• [Text block]
How to Manually Build Software
When the installation of software is not supported by the Spack software manager you will have to go through every step of the associated build process yourself.This page provides guidance on how to build software to generate an executable from its source code when the build process is supported by tools such as Make, CMake or configure
script.
Building with Spack is faster and chances are the build will be optimised for the supercomputer hardware.
You should only attempt to build a software application manually if Spack does not support it, or if you have a good reason to do so, for example compiling with an uncommon option enabled. Check also the Compiling and Compiler Optimisation Levels pages for common options used for supercomputing applications.
Prerequisites
To begin with, retrieve the source code and save it on the supercomputer.
Remember that the build process must happen on the type of compute node that the code will execute on, in order to take advantage of all the optimisations for that particular architecture.
Context
The build of scientific software is the process of generating a functioning executable program from its source code. A build follows a standard sequence of steps:
- Environment configuration. The software you want to build and the build process itself almost always depend on libraries, tools and supporting files being present on the system. You must ensure that all required dependencies are available and discoverable through appropriate mechanisms such as environment variables.

• [Record set]
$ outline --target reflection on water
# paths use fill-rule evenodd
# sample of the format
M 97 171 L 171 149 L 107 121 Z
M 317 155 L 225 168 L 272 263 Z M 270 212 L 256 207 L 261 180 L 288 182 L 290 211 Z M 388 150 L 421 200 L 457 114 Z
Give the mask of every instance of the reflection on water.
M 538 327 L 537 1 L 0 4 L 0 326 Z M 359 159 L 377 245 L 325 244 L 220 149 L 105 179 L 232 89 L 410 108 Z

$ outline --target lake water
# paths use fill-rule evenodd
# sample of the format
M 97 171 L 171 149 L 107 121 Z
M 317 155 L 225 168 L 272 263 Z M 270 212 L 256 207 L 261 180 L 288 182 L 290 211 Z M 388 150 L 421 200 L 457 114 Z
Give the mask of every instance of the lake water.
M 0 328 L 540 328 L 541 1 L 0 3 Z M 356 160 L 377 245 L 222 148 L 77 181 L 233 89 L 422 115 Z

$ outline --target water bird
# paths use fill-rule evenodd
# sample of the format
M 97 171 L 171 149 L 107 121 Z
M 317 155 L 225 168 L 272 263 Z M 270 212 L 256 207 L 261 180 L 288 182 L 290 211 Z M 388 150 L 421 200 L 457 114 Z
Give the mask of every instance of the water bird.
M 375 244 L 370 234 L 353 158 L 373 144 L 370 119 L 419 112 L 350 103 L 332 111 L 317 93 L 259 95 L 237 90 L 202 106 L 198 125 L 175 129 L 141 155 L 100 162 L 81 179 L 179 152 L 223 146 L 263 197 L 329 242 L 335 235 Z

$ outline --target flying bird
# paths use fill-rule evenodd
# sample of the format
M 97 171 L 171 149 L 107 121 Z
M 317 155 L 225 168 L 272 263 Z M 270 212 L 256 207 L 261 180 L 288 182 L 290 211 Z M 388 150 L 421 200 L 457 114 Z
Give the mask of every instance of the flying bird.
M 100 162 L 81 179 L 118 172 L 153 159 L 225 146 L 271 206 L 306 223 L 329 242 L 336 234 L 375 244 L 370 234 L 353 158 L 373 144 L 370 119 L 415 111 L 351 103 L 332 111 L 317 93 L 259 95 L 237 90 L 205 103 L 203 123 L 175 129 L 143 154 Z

• [Prompt 1]
Answer these questions about the guide on building software by hand:
(a) Which software manager does the guide name?
(b) On what kind of node must the build take place?
(c) What is the first step in the standard build sequence?
• [Prompt 2] Go on with the guide on building software by hand, picking up right after its last sentence.
The data has no connection to the text.

• [Exercise output 1]
(a) Spack.
(b) The type of compute node that the code will execute on.
(c) Environment configuration.

• [Exercise output 2]
- Compiling. This is the process of transforming the source code of the software into machine code, which is stored in object files. This task is performed by compilers such as
gcc
. - Linking. Library dependencies and the object files produced by the previous steps are linked together to form an executable.
- Installation. Executables and other necessary artefacts, like shared or static libraries, are moved to the desired installation location on the
/software
filesystem, where they can be found for later use.
Major tools supporting the process are few and well established. Here is a list of them.
- GNU Make is the de facto standard build tool for software projects developed on and for Linux environments. It relies on a makefile, by default named
Makefile
, which contains the rules (including the sequence of commands, environment variables, options) that tell Make how to generate an executable from a source code. - The
configure
script is often used to automate the retrieval of system and user information before the compilation and linking steps are performed. It generates a tailoredMakefile
starting from a general template and the collected information. - CMake, not to be confused with GNU Make, is a meta-build tool that uses system-independent and compiler-independent configuration files to generate specific build scripts for a range of system-specific build tools, including GNU Make.
Group Ownership
We have observed that make
and cmake
commands do not assign the correct "group ownership" of generated software.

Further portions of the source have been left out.